BEGIN

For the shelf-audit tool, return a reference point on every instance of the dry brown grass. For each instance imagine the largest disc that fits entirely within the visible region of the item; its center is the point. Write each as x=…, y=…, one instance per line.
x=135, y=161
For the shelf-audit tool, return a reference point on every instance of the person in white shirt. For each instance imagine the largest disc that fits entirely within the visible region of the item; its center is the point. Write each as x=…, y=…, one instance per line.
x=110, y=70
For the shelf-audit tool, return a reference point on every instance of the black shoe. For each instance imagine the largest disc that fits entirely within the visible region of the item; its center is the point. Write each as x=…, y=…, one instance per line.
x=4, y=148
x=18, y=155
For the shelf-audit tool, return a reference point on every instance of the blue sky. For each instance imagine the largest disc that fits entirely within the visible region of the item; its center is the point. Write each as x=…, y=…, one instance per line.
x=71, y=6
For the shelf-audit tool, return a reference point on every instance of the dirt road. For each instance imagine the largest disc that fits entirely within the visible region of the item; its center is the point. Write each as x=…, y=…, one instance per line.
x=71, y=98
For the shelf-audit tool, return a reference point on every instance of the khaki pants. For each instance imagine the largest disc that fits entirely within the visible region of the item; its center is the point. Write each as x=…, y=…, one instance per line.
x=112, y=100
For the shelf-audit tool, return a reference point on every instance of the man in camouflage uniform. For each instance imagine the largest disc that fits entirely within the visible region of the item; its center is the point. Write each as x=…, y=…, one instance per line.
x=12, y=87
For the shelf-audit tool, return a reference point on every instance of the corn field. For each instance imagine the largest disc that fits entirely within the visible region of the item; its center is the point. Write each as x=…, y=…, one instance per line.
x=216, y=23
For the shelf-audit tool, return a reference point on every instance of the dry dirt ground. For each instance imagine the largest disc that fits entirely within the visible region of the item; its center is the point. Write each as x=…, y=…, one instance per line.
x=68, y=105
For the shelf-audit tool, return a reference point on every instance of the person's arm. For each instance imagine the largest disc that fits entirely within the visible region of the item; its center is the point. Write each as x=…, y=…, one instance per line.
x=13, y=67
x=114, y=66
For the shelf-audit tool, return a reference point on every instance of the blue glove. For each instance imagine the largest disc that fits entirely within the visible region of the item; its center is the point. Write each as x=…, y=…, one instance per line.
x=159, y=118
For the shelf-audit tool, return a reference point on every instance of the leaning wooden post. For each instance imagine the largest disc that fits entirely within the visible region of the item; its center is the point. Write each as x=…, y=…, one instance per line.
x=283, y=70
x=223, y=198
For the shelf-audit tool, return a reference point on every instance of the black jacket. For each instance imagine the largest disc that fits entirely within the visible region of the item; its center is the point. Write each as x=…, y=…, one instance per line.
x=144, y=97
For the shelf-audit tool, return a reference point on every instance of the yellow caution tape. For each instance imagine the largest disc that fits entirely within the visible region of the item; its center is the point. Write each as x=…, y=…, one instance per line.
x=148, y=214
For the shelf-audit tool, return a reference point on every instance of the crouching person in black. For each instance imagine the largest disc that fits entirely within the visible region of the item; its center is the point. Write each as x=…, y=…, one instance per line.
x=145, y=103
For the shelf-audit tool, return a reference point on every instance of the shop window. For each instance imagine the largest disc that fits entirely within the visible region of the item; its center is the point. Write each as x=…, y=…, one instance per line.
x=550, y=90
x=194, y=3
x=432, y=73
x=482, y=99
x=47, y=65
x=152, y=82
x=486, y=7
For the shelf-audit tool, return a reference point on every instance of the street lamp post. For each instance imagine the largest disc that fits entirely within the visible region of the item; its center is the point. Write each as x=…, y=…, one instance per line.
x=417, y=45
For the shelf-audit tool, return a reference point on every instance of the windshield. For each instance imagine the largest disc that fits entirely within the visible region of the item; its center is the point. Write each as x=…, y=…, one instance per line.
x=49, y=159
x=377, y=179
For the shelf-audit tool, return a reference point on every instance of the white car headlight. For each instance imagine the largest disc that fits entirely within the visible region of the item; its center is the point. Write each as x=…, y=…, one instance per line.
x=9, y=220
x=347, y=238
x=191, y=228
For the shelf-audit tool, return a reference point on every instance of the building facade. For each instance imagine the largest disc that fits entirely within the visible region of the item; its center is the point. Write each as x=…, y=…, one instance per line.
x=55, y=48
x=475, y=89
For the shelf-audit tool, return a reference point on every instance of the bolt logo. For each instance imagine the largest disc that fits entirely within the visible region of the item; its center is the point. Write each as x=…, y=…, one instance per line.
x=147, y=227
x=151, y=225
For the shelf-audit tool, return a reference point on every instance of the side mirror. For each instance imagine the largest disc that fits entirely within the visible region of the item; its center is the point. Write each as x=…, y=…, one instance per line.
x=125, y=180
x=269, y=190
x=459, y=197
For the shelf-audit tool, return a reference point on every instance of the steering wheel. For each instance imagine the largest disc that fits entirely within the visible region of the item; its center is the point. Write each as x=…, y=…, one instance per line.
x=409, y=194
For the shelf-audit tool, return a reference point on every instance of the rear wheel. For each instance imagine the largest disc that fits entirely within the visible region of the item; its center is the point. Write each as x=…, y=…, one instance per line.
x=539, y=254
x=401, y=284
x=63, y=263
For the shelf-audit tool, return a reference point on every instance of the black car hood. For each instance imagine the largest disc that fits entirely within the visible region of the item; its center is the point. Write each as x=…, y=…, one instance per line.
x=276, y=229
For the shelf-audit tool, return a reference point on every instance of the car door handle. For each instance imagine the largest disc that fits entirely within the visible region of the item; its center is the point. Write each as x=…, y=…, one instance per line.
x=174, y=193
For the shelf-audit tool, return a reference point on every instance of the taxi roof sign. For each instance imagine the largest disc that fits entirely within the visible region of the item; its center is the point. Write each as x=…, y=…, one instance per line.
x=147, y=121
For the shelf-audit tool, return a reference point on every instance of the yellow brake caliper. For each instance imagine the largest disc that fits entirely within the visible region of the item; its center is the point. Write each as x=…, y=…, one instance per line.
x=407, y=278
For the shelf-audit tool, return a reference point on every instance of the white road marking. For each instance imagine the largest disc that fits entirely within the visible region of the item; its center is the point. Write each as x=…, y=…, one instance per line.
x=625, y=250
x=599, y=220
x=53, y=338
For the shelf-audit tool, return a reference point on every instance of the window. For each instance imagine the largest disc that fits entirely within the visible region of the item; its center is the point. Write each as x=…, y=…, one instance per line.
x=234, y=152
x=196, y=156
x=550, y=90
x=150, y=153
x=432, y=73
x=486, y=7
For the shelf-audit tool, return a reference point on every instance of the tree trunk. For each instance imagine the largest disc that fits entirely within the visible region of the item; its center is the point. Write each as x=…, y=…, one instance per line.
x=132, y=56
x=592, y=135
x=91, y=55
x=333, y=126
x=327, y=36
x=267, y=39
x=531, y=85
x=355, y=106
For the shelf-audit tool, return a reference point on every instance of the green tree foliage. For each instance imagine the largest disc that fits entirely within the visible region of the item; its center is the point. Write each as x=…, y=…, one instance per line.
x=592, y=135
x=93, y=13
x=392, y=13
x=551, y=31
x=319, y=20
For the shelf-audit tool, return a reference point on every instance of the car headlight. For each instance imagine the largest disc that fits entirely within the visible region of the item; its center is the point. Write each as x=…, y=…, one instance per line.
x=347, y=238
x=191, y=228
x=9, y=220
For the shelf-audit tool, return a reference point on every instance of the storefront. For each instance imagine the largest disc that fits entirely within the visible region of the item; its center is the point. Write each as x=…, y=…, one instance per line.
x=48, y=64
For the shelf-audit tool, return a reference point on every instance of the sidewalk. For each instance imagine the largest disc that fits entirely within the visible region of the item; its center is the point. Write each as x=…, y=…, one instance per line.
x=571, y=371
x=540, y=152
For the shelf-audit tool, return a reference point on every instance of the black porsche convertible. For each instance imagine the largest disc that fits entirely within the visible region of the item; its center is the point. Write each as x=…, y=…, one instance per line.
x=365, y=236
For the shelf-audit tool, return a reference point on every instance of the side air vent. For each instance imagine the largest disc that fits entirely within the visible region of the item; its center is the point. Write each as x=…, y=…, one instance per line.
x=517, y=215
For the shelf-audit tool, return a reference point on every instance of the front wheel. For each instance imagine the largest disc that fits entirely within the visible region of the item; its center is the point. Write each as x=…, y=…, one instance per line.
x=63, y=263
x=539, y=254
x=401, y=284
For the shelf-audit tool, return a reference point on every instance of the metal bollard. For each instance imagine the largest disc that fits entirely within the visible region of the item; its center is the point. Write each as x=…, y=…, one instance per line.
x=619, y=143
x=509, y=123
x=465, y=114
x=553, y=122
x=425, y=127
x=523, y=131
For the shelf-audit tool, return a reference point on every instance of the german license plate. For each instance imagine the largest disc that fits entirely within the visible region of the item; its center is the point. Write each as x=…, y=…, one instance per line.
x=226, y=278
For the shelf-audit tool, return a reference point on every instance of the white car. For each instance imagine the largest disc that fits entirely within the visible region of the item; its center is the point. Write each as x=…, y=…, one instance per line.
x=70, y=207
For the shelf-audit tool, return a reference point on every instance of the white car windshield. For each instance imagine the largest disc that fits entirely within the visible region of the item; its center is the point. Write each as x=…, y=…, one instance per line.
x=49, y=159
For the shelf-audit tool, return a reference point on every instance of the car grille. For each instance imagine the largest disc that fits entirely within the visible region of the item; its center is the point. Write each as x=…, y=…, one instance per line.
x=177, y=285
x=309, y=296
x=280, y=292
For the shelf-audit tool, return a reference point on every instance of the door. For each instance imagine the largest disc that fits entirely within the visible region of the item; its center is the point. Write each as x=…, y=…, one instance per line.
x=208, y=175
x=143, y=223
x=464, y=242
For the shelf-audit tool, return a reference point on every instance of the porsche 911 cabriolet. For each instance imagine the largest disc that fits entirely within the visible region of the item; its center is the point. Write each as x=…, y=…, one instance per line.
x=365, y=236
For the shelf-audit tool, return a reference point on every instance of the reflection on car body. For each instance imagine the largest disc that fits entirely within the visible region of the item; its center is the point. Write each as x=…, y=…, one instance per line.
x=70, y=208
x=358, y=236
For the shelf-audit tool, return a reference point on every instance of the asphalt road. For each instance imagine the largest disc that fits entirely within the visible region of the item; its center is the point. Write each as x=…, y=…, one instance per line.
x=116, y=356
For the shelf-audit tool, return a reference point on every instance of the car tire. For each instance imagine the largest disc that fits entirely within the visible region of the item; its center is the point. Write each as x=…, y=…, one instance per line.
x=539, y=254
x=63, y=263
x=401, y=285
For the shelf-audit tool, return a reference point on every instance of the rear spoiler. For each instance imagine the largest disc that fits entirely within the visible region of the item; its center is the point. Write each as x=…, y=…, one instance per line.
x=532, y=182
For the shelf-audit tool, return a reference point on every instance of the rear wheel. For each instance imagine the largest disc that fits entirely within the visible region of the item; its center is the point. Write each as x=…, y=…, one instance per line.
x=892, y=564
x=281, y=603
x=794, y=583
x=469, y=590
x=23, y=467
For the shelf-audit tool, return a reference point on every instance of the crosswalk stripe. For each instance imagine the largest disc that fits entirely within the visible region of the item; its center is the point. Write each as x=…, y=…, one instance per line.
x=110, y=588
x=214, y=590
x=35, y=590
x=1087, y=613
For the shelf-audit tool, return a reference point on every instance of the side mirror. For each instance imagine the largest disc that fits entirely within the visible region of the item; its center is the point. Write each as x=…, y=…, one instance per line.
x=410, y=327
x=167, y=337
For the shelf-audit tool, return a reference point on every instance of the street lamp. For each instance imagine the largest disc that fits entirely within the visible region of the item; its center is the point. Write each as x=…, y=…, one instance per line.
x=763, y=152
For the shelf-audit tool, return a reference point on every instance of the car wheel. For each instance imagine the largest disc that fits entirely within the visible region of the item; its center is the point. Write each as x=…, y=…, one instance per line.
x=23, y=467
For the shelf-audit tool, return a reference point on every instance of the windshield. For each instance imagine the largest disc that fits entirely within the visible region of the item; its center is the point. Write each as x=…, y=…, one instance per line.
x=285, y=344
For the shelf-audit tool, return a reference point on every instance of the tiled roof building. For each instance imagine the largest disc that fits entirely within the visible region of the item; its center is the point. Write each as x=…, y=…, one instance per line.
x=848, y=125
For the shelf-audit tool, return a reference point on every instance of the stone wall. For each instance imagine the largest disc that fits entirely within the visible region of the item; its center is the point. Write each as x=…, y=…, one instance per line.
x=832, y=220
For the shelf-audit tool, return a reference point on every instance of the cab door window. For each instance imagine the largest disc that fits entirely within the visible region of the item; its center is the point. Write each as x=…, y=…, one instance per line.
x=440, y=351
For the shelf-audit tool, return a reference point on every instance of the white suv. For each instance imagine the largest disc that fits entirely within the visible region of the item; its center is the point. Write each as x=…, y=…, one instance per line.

END

▸ About this exercise:
Extract the lines above from the one containing "the cab door" to the last line, both included, exactly as written.

▸ Completed exercise:
For the shelf-audit tool, return a reference point on every instance of the cab door window. For each instance imagine the largest disc that fits entirely within the visible region of the item; its center is the point. Write each as x=…, y=…, one instance per line.
x=440, y=351
For the shelf-audit tool, return a reference point on every instance of the white suv. For each instance imagine the largest disc that fits entirely within the visible region of the item; its center is the point. Write each as x=…, y=…, one instance per line.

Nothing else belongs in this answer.